**Textauszug:**
□ □ □ □ □

Im Sommer reich, im Winter arm

In Prenzlauer Berg sprießen die Kneipen wie Pilze aus dem Boden und schnüren sich gegenseitig den Hals zu. Die Eckkneipen haben es noch schwerer  ■ Von Mirko Heinemann

Seit Roman Theilig vor drei Jahren das Café Tantalus in Prenzlauer Berg eröffnete, zeigt es ein seltsames Symptom: Der Laden am Wasserturm, einem der besten Standorte Berlins, läuft zwar blendend, doch seit der Eröffnung geht es mit ihm stetig bergab. Kein Wunder, sprießen hier doch die Kneipen wie die Pilze aus dem Boden. Aber Roman sieht die Sache anders. „Die Leute haben keine Kohle mehr“, sagt er und reibt Daumen und Zeigefinger aneinander.

□ □ □ □ □

**Datensätze:**
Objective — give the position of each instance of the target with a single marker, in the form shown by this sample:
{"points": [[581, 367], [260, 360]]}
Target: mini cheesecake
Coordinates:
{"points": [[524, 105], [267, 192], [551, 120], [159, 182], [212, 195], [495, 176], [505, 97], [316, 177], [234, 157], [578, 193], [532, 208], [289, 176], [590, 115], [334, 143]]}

□ □ □ □ □

**Deine Aufgabe:** Gib den Textauszug über die Kneipen in Prenzlauer Berg vollständig und Wort für Wort wieder.

**Ergebnis:**
Im Sommer reich, im Winter arm

In Prenzlauer Berg sprießen die Kneipen wie Pilze aus dem Boden und schnüren sich gegenseitig den Hals zu. Die Eckkneipen haben es noch schwerer  ■ Von Mirko Heinemann

Seit Roman Theilig vor drei Jahren das Café Tantalus in Prenzlauer Berg eröffnete, zeigt es ein seltsames Symptom: Der Laden am Wasserturm, einem der besten Standorte Berlins, läuft zwar blendend, doch seit der Eröffnung geht es mit ihm stetig bergab. Kein Wunder, sprießen hier doch die Kneipen wie die Pilze aus dem Boden. Aber Roman sieht die Sache anders. „Die Leute haben keine Kohle mehr“, sagt er und reibt Daumen und Zeigefinger aneinander.